= Data listing =
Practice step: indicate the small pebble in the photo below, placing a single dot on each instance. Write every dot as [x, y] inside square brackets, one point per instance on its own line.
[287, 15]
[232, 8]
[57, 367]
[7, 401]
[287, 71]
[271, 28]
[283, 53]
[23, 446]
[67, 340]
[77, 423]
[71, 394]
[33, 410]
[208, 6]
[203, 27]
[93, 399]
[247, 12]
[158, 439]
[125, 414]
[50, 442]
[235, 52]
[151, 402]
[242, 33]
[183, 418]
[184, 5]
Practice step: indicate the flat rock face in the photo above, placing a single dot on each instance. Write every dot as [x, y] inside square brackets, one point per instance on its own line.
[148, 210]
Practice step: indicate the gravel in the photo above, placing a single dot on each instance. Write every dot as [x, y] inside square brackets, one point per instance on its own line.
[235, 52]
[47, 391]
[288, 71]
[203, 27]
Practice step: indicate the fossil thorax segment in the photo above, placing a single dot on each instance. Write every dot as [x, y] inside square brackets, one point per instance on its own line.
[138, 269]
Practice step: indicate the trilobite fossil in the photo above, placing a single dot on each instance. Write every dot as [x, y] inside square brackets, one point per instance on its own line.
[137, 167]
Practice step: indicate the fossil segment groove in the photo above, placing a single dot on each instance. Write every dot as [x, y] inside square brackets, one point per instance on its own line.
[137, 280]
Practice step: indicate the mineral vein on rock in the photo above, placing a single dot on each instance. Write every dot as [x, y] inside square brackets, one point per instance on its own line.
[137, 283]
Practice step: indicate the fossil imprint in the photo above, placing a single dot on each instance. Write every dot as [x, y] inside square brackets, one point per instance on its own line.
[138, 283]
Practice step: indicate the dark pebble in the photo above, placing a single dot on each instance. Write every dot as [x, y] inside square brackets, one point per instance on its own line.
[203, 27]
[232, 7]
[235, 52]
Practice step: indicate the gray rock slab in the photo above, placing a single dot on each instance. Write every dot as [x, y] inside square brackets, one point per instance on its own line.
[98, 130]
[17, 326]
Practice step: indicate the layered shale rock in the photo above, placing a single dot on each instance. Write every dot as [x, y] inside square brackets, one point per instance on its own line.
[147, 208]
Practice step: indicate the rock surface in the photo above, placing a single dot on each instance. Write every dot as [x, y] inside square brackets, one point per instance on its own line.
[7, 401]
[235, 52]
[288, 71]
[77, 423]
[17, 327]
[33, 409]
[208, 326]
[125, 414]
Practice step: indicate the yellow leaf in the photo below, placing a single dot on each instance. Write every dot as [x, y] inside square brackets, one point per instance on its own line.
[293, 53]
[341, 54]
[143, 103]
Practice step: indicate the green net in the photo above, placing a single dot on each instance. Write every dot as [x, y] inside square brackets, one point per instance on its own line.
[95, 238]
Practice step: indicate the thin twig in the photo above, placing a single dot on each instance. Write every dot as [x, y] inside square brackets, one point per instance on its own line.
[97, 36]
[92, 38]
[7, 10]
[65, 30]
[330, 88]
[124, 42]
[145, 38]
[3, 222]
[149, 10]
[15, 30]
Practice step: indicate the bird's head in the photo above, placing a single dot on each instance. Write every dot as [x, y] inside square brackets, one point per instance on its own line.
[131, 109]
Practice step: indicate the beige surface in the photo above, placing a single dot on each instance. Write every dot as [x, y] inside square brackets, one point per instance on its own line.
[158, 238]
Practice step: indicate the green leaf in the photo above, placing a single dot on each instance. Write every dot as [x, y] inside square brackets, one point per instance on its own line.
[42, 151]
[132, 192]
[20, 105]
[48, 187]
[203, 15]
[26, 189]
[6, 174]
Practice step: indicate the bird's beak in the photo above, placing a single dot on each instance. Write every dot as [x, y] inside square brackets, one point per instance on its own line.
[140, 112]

= Given exercise =
Every line of the data above should be reproduced word for word.

= Result of this exercise =
Practice step: indicate the small pebble in the photo below, placing a single dot on each instance. Write every dot as [x, y] inside square brackets, one point per instance on its own line.
[287, 15]
[232, 8]
[57, 367]
[7, 401]
[287, 71]
[271, 28]
[283, 53]
[23, 446]
[67, 340]
[77, 423]
[71, 394]
[33, 410]
[208, 6]
[203, 27]
[93, 399]
[247, 12]
[158, 439]
[125, 414]
[50, 442]
[235, 52]
[151, 402]
[242, 33]
[183, 418]
[184, 5]
Practice step: indicate the flat rock face in the photo above, placing a single dot on each instance. Write every dot as [x, y] inside square brackets, one point per instance on its own line.
[148, 210]
Practice step: indicate the gravel in the photo above, placing a single dot on each instance. Write every dot as [x, y] inside square brackets, one point per instance on its own line.
[235, 52]
[47, 391]
[288, 71]
[203, 27]
Practice step: indicate the fossil thorax segment in the photo above, placing a single dot on each instance. Write every dot as [x, y] inside square brackets, one point per instance on its own line.
[138, 269]
Practice step: indicate the trilobite fossil in the photo above, placing a single dot on each instance. Write every dot as [x, y] inside square brackets, one point per instance on its own line.
[137, 167]
Practice step: indicate the fossil segment groove in the photo above, placing a single dot on each instance. Write every dot as [x, y] inside square brackets, one point per instance on its own line.
[137, 280]
Practice step: indicate the mineral vein on rock in the photo above, placing a single dot on each instance. Write every dot as [x, y] inside square brackets, one point per instance on its own line.
[137, 283]
Practice step: indicate the fossil imprint in the photo above, placing a single dot on each instance. Write every dot as [x, y] inside square brackets, one point per instance on its own line.
[138, 283]
Practice step: indicate the dark pebble in the photo above, placing a single dot on each instance. Write every dot as [x, y] inside square brackets, one point per instance on its own line.
[203, 27]
[232, 7]
[235, 52]
Practice step: indicate the gray rock slab in the photo above, placing a single dot on each instance. Write every dot as [x, y] inside square brackets, one point per instance on its own line.
[98, 130]
[17, 326]
Practice step: indicate the layered shale rock in the photo above, placing a single dot on each instance. Write every dot as [x, y] inside square brackets, one point per instance on its own line.
[147, 208]
Practice step: indicate the rock surface in the photo above, placing a single dot on each instance. Write every dot as [x, y] inside square brackets, one point per instance on its own line.
[7, 401]
[235, 52]
[288, 71]
[77, 423]
[17, 327]
[33, 409]
[208, 326]
[125, 414]
Practice step: indicate the yellow leaf in the photo below, placing a single dot on each instance. Write every dot as [x, y] inside square brackets, one point per instance on its own line.
[293, 53]
[341, 54]
[143, 103]
Practice step: indicate the green net in the photo above, placing a single dot on each instance. Write every dot as [x, y] inside square brackets, one point per instance on its own line.
[95, 238]
Practice step: indicate the thin twig in the photo above, placing a single dot on each instance. Write every dot as [x, y] inside square brackets, one point per instance on its own line.
[97, 36]
[92, 38]
[7, 10]
[65, 30]
[330, 88]
[124, 42]
[145, 38]
[3, 222]
[149, 10]
[15, 30]
Practice step: indicate the bird's head in the photo above, placing a single dot on each instance. Write every dot as [x, y] inside square brackets, one point per instance on its own line.
[131, 109]
Practice step: indicate the beige surface in the photo above, placing a single dot on each instance. Write every dot as [x, y] inside square brackets, one point per instance on its own line.
[158, 238]
Practice step: indicate the green leaf in the photo above, placing a single dot on each instance. Write every dot as [x, y] inside square brackets, one point per instance on its own line.
[42, 151]
[132, 192]
[20, 105]
[48, 187]
[203, 15]
[26, 189]
[6, 174]
Practice step: indicate the bird's beak in the photo above, placing a single dot on each instance. Write every dot as [x, y] inside square brackets, one point per instance on its own line.
[140, 112]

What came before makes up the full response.